(Point-per-instance localization data)
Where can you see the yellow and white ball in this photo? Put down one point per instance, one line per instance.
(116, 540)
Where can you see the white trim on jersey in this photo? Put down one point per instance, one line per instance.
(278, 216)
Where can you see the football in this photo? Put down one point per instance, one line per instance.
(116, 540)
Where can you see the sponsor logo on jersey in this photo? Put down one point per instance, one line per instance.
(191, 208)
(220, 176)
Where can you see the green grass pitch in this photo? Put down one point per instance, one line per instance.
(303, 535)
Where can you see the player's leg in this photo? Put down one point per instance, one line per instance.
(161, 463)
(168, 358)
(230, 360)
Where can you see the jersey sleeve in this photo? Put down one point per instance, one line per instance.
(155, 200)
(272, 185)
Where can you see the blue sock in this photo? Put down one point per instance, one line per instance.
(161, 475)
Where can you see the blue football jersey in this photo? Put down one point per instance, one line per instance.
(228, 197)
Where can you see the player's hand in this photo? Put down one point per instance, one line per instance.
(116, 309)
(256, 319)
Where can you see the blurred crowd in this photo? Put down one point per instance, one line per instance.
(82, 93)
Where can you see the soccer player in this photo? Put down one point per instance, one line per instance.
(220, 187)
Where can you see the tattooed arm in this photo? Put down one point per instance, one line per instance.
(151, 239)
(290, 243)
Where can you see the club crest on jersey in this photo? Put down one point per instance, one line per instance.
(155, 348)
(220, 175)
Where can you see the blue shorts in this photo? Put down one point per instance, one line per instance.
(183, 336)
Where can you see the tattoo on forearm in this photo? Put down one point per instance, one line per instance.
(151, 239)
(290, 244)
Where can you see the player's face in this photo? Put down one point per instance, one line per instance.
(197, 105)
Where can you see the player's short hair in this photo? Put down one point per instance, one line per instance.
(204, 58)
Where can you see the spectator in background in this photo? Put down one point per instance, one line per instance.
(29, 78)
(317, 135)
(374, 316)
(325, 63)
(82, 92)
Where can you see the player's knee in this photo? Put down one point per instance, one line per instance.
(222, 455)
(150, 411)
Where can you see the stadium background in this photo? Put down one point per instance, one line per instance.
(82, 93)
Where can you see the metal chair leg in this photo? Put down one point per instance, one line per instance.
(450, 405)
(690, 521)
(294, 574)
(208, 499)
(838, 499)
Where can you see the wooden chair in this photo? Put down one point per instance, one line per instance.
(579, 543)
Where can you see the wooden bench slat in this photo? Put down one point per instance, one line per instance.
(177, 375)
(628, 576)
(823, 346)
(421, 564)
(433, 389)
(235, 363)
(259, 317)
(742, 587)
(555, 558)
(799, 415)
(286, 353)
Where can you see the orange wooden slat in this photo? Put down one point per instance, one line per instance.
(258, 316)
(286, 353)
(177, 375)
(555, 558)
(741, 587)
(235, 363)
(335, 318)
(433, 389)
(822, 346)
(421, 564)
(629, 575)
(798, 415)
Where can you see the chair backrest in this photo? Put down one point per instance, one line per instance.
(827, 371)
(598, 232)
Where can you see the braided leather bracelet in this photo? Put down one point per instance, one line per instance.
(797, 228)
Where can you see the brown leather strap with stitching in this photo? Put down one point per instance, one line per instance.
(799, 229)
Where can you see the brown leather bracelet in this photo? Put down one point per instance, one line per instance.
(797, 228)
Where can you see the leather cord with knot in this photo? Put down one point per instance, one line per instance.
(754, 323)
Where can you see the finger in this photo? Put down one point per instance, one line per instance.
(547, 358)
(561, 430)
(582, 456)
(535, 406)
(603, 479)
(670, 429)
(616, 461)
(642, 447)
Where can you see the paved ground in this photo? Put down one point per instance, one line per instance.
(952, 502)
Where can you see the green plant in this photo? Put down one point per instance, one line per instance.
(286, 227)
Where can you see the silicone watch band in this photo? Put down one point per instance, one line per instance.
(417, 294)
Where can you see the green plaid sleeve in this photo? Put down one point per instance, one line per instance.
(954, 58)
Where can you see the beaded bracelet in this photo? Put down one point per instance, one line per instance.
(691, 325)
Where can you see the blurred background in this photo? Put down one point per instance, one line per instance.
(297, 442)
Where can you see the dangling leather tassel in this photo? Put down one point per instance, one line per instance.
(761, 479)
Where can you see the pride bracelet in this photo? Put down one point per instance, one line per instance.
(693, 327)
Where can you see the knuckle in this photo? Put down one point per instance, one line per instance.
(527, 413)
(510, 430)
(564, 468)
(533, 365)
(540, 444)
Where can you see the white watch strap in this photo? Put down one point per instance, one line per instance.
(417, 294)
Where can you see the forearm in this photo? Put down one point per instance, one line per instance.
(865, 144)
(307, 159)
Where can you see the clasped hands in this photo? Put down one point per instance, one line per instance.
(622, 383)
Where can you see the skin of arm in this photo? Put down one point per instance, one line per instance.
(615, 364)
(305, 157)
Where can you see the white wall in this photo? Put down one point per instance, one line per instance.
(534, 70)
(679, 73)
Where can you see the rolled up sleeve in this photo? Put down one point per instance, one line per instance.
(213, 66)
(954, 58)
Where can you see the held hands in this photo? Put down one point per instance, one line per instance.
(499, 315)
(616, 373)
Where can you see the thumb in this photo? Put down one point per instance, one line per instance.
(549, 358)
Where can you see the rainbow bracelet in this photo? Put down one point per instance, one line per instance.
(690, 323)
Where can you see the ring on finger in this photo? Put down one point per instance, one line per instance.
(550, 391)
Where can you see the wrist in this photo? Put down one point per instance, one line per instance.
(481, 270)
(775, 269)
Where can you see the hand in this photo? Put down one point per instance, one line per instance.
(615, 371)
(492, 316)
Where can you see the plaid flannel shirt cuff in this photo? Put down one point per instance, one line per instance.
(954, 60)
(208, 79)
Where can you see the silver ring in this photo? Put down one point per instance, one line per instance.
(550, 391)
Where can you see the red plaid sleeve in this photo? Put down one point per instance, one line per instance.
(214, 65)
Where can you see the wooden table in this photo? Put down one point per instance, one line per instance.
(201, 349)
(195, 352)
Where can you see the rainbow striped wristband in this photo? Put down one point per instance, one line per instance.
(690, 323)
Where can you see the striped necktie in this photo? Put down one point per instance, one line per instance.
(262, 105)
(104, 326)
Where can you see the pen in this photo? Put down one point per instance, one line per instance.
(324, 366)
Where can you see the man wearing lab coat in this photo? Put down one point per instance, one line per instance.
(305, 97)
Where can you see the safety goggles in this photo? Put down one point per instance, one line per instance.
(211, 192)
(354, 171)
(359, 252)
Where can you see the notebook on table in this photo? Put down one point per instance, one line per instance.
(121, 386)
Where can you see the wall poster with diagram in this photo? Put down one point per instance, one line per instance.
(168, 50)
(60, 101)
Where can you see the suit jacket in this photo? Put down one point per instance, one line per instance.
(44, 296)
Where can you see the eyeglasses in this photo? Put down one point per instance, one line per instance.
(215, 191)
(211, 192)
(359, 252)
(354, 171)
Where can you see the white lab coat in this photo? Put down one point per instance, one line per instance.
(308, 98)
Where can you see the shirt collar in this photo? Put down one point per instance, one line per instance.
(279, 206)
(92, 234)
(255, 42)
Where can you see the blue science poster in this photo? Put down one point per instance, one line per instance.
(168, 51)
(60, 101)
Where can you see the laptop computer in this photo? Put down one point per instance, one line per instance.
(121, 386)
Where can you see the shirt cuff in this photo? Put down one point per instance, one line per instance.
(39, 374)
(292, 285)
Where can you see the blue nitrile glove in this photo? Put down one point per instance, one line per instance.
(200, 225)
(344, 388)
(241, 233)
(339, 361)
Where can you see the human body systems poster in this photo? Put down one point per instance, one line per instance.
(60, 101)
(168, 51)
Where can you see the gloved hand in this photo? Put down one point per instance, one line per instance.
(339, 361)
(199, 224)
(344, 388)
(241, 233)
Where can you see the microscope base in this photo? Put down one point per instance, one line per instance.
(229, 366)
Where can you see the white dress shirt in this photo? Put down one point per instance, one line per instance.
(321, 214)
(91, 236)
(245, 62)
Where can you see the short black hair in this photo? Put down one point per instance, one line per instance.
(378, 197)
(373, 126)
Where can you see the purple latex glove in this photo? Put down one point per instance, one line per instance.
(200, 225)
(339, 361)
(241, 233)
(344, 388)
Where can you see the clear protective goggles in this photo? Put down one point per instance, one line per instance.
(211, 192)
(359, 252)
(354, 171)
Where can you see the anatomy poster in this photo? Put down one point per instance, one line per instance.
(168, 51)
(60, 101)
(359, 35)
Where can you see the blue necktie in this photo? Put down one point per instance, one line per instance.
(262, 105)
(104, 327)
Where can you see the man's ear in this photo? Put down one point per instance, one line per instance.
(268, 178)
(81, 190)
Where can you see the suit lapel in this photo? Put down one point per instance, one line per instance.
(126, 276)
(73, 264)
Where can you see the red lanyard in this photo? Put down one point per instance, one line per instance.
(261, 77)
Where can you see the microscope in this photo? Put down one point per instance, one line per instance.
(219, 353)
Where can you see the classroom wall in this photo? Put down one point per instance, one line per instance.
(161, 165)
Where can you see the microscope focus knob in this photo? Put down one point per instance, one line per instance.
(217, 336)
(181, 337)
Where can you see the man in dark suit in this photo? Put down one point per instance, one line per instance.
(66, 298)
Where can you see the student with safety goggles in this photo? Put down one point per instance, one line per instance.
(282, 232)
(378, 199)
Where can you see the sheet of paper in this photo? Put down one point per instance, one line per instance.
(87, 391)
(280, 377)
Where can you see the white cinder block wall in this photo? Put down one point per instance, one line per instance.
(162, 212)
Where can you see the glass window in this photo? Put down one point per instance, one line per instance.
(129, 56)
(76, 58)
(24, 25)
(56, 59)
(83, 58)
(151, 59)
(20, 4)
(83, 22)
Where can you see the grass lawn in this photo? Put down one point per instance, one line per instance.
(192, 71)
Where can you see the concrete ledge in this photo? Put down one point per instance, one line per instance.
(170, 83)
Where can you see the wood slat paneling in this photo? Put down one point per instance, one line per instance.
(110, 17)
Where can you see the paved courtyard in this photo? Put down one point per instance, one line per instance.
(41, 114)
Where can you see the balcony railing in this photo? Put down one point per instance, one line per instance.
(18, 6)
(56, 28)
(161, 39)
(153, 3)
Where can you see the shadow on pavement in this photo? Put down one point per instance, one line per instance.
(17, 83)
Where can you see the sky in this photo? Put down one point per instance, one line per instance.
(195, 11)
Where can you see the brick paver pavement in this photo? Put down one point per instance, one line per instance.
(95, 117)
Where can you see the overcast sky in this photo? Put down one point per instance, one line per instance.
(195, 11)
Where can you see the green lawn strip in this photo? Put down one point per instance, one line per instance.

- _YOUR INSTRUCTIONS_
Repeat the lines above, from the one containing "Where can you see the concrete" to the final line, word for word and with nothing else.

- _RESPONSE_
Where can you see the concrete ledge in this photo? Put down one point per instance, one line per instance.
(170, 83)
Where can you see the wood slat paneling in this photo? Put down one point per instance, one line per instance.
(110, 17)
Where can you see the paved courtyard in this photo? Put down one point per instance, one line per instance.
(41, 114)
Where can you see the balcony railing in this photo? Put down one point per instance, one line per instance.
(18, 6)
(56, 28)
(161, 39)
(153, 3)
Where can you see the shadow on pavement in this photo? Put down one point per instance, one line per instance.
(17, 83)
Where can you see the sky in this photo? Put down one point per instance, one line per instance.
(195, 11)
Where can you see the brick paver pavement in this photo? Put down one point per instance, one line per instance.
(95, 117)
Where can you see the overcast sky in this photo? Put down one point per instance, one line per instance.
(195, 11)
Where can you see the green lawn strip in this photo? Put down one point per instance, one line per instance.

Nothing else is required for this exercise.